**Problem requirements:** How many lines in the records below contain the string "block"? Reply with the number alone.

═════ Study material ═════

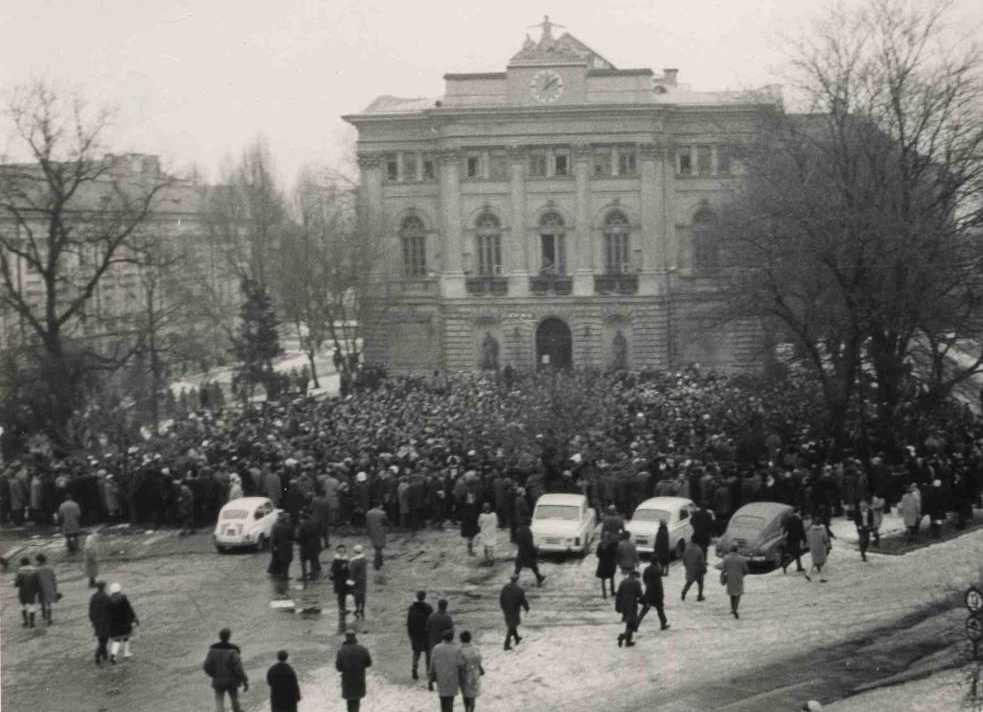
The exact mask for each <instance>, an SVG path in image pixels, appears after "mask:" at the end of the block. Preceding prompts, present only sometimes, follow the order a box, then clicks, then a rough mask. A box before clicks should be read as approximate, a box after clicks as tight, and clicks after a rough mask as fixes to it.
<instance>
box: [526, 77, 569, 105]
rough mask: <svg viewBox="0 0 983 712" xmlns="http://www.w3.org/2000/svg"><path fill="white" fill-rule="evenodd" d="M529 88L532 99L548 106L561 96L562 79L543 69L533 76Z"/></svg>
mask: <svg viewBox="0 0 983 712" xmlns="http://www.w3.org/2000/svg"><path fill="white" fill-rule="evenodd" d="M529 88H530V90H531V91H532V96H533V99H535V100H536V101H541V102H542V103H544V104H548V103H550V102H553V101H556V100H557V99H559V98H560V96H561V95H562V94H563V77H561V76H560V75H559V74H557V73H556V72H554V71H553V70H552V69H543V70H540V71H538V72H536V74H535V75H533V78H532V81H531V82H529Z"/></svg>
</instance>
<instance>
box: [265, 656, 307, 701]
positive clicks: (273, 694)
mask: <svg viewBox="0 0 983 712" xmlns="http://www.w3.org/2000/svg"><path fill="white" fill-rule="evenodd" d="M288 657H289V654H288V653H287V651H286V650H280V651H278V652H277V654H276V660H277V661H276V662H275V663H273V665H271V666H270V669H269V670H267V671H266V684H267V685H269V686H270V712H297V703H298V702H300V685H299V684H298V683H297V673H295V672H294V669H293V668H292V667H291V666H290V663H288V662H287V658H288Z"/></svg>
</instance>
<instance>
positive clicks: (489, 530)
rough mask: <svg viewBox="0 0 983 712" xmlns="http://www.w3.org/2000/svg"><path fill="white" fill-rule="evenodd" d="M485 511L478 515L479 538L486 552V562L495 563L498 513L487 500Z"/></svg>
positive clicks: (490, 563)
mask: <svg viewBox="0 0 983 712" xmlns="http://www.w3.org/2000/svg"><path fill="white" fill-rule="evenodd" d="M483 509H484V511H483V512H482V513H481V514H479V515H478V531H479V532H480V533H479V535H478V539H479V541H480V542H481V547H482V549H483V551H484V554H485V561H484V563H485V564H486V565H488V566H494V565H495V547H496V546H497V545H498V515H496V514H495V513H494V512H493V511H491V505H490V504H489V503H488V502H485V506H484V507H483Z"/></svg>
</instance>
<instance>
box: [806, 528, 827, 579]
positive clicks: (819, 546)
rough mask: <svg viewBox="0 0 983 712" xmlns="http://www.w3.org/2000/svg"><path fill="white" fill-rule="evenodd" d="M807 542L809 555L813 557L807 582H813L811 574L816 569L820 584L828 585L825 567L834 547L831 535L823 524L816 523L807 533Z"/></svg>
mask: <svg viewBox="0 0 983 712" xmlns="http://www.w3.org/2000/svg"><path fill="white" fill-rule="evenodd" d="M806 540H807V541H808V542H809V555H810V556H811V557H812V566H811V567H810V568H809V571H808V573H806V581H812V578H811V577H810V576H809V574H810V573H812V570H813V569H815V570H816V571H818V572H819V583H826V577H825V576H824V575H823V566H824V565H825V564H826V558H827V557H828V556H829V550H830V549H831V548H832V547H831V546H830V543H829V534H827V533H826V527H825V526H823V523H822V522H820V521H814V522H813V523H812V526H811V527H809V531H808V532H806Z"/></svg>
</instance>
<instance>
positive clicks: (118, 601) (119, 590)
mask: <svg viewBox="0 0 983 712" xmlns="http://www.w3.org/2000/svg"><path fill="white" fill-rule="evenodd" d="M106 619H107V620H108V621H109V637H110V638H112V640H113V642H112V644H110V646H109V662H110V663H112V664H113V665H115V664H116V653H118V652H119V649H120V647H121V646H122V648H123V657H124V658H130V657H133V653H131V652H130V636H131V635H133V627H134V626H138V625H140V621H139V619H137V614H136V613H135V612H134V610H133V606H131V605H130V599H128V598H127V597H126V594H124V593H123V588H122V586H120V585H119V584H118V583H113V584H110V585H109V602H108V603H107V604H106Z"/></svg>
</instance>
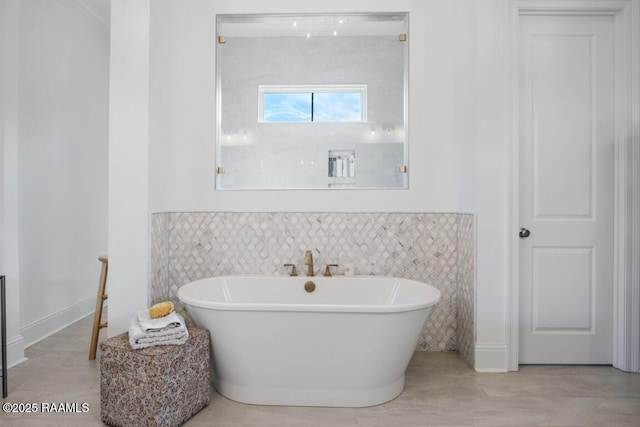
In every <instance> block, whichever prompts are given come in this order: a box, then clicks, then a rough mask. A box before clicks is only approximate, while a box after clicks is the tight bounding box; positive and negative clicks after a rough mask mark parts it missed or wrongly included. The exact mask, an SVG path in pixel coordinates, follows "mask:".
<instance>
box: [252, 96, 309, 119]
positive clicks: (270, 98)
mask: <svg viewBox="0 0 640 427" xmlns="http://www.w3.org/2000/svg"><path fill="white" fill-rule="evenodd" d="M263 109H264V121H265V122H310V121H311V94H310V93H265V94H264V99H263Z"/></svg>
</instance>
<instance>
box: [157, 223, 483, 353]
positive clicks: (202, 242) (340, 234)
mask: <svg viewBox="0 0 640 427" xmlns="http://www.w3.org/2000/svg"><path fill="white" fill-rule="evenodd" d="M306 250H311V251H312V252H313V256H314V264H315V266H316V268H317V269H320V268H323V267H324V265H325V264H338V265H339V266H340V267H338V269H337V271H336V274H343V272H344V270H343V268H342V266H343V265H344V264H345V263H352V264H353V265H354V270H355V274H362V275H369V274H375V275H385V276H397V277H403V278H407V279H414V280H419V281H422V282H426V283H430V284H432V285H434V286H435V287H437V288H438V289H439V290H440V292H441V293H442V299H441V301H440V303H438V305H437V306H436V307H435V309H434V311H433V312H432V314H431V316H430V318H429V320H428V321H427V323H426V325H425V327H424V329H423V332H422V336H421V337H420V340H419V342H418V348H417V350H429V351H451V350H459V351H460V353H461V355H462V356H463V357H464V358H465V360H467V361H468V362H469V363H470V364H472V363H473V346H474V342H475V334H474V331H475V326H474V324H473V322H474V302H475V266H474V263H475V231H474V218H473V216H472V215H465V214H432V213H236V212H170V213H159V214H153V215H152V218H151V278H150V289H149V297H150V302H151V303H155V302H158V301H162V300H165V299H171V300H173V301H174V302H177V291H178V289H179V288H180V286H182V285H184V284H186V283H189V282H191V281H194V280H197V279H202V278H205V277H211V276H220V275H233V274H264V275H285V274H287V271H286V270H285V268H284V266H283V264H285V263H295V264H296V265H297V266H298V268H299V269H300V271H304V269H303V268H302V267H303V257H304V252H305V251H306Z"/></svg>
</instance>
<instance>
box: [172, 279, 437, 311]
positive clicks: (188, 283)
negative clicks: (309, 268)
mask: <svg viewBox="0 0 640 427" xmlns="http://www.w3.org/2000/svg"><path fill="white" fill-rule="evenodd" d="M334 277H335V279H342V280H350V279H366V278H376V279H388V280H395V281H396V283H397V281H402V282H410V283H413V284H418V285H420V286H426V287H427V292H428V293H429V296H430V298H428V299H426V300H425V301H421V302H415V303H405V304H303V303H295V304H294V303H264V302H261V303H247V302H221V301H202V300H197V299H194V298H192V297H190V296H188V295H185V293H186V292H187V290H186V289H185V290H183V289H184V288H185V287H187V286H189V285H191V284H200V283H202V282H206V281H209V280H213V279H219V280H224V279H259V278H271V279H273V278H282V279H285V280H296V279H297V280H301V281H304V280H322V281H324V280H326V279H329V280H330V279H332V278H331V277H323V276H313V277H311V276H310V277H305V276H295V277H292V276H277V275H274V276H269V275H259V274H238V275H224V276H211V277H206V278H203V279H198V280H194V281H192V282H189V283H186V284H184V285H182V286H181V287H180V288H179V289H178V299H179V300H180V302H182V303H183V304H185V305H191V306H194V307H200V308H205V309H210V310H224V311H267V312H283V311H286V312H321V313H322V312H325V313H331V312H333V313H382V314H384V313H402V312H407V311H415V310H422V309H424V308H428V307H433V306H435V305H436V304H437V303H438V302H440V300H441V299H442V293H441V292H440V291H439V290H438V289H437V288H436V287H435V286H433V285H430V284H428V283H424V282H420V281H418V280H413V279H405V278H402V277H395V276H377V275H354V276H349V277H347V276H334Z"/></svg>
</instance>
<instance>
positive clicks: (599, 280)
mask: <svg viewBox="0 0 640 427" xmlns="http://www.w3.org/2000/svg"><path fill="white" fill-rule="evenodd" d="M519 19H520V21H519V23H520V42H519V49H520V54H519V82H520V88H519V90H520V98H519V99H520V104H519V123H520V124H519V127H520V129H519V136H520V141H519V143H520V189H519V191H520V201H519V203H520V207H519V208H520V226H521V227H522V228H523V229H526V230H522V229H521V231H520V232H521V238H520V340H519V341H520V349H519V351H520V353H519V360H520V363H571V364H574V363H575V364H610V363H611V362H612V353H613V343H612V337H613V324H612V321H613V213H614V212H613V209H614V200H613V189H614V184H613V177H614V169H613V167H614V164H613V155H614V109H613V106H614V98H613V93H614V83H613V76H614V74H613V71H614V70H613V18H612V17H610V16H521V17H520V18H519ZM514 231H516V230H514ZM528 233H530V235H529V236H528V237H523V236H526V235H527V234H528Z"/></svg>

═════

**Exercise response:** 2